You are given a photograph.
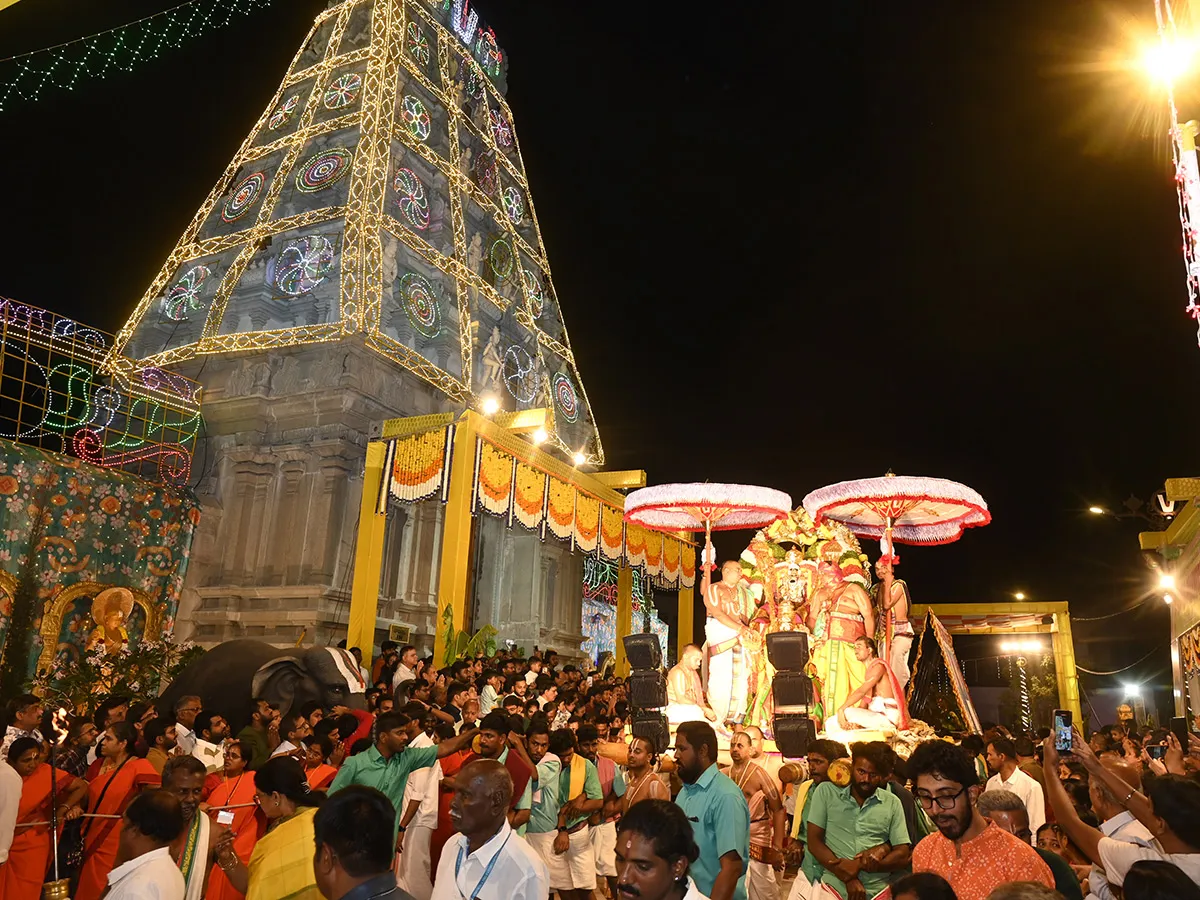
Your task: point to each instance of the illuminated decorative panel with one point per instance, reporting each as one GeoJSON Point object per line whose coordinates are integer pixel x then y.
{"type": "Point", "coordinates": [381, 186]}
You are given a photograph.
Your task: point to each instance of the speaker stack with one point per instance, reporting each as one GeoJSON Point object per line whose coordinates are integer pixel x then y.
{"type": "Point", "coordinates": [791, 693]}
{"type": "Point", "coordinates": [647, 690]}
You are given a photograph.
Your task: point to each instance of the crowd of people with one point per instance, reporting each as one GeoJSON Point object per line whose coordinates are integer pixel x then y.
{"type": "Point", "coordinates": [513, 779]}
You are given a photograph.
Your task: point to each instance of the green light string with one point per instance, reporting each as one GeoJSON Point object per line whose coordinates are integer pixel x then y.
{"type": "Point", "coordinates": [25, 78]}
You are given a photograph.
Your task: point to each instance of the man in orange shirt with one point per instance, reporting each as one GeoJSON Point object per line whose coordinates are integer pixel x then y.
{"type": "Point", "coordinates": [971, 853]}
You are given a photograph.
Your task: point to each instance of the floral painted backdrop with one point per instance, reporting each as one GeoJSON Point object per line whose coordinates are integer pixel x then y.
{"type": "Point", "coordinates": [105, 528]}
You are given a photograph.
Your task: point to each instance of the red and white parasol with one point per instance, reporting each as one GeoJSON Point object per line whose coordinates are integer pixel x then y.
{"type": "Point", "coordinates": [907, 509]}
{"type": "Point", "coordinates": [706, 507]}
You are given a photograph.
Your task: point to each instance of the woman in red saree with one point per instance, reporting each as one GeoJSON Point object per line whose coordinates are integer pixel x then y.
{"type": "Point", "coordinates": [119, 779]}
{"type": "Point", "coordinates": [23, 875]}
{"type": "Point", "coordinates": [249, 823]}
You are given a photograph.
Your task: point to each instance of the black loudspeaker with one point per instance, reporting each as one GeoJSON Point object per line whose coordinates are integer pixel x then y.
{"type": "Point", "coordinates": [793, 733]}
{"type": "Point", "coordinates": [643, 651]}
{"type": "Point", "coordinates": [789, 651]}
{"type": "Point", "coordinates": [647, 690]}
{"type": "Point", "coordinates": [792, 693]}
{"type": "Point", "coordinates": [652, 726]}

----------

● TASK TO COMPLETE: Repeat the material above verbatim, with no pictures in the output.

● OUTPUT OF THE TASK:
You are given a photograph.
Your task: point to each instance of the illuminated decorative panel with one point per instance, reporting each as one GeoJSON Point object per line whose coordinates are integer pixel x then y.
{"type": "Point", "coordinates": [381, 186]}
You are given a photograph.
Your task: point to each instance of the speaker stack with one point per instance, reporting each as one GeoJSON Point object per line whose coordinates are integer pixel x then y.
{"type": "Point", "coordinates": [791, 693]}
{"type": "Point", "coordinates": [647, 690]}
You are given a photograph.
Your task: point to each instance of the crowd of people with one point per instance, reporting each as one GeoJSON Point object per line whose coordinates are integer pixel x then y.
{"type": "Point", "coordinates": [513, 779]}
You are given a photograph.
Your task: point to each instance of the green light string with one point per instance, reporting each as one GeoJSON Point object per line whose coordinates are integer pixel x then y.
{"type": "Point", "coordinates": [25, 78]}
You are given a photograph.
Your task: point to each instance of the man in orange shirt with one point per instance, reporting each as one GeoJSON Point object per line whose coordinates are integer pixel x then y.
{"type": "Point", "coordinates": [971, 853]}
You are given a photograph.
Your task: point to each instance of the floral painted backdrop with one point per instance, reporting each as one GeoJSON Point object per line whose coordinates are integer pixel x then y.
{"type": "Point", "coordinates": [105, 528]}
You are given a photograph.
Your task: point to each instance of the red and white parasol with one point per instance, reporting each as one GeoJSON Point object per line whose coordinates are integer pixel x then y.
{"type": "Point", "coordinates": [907, 509]}
{"type": "Point", "coordinates": [706, 507]}
You are given a photograph.
Your task: point to each instance of the woman in red saree with one point per instance, reporting each as one GeoJSON Point object per line whose coordinates are integer pixel x then y.
{"type": "Point", "coordinates": [119, 779]}
{"type": "Point", "coordinates": [23, 875]}
{"type": "Point", "coordinates": [249, 823]}
You are given a photograph.
Your task: point to each instance of the black loudspeaker with one point per instance, reporting each as one GeoJSON Point object per line whose coordinates are integer pixel x then y.
{"type": "Point", "coordinates": [793, 733]}
{"type": "Point", "coordinates": [643, 651]}
{"type": "Point", "coordinates": [789, 651]}
{"type": "Point", "coordinates": [647, 690]}
{"type": "Point", "coordinates": [792, 693]}
{"type": "Point", "coordinates": [652, 726]}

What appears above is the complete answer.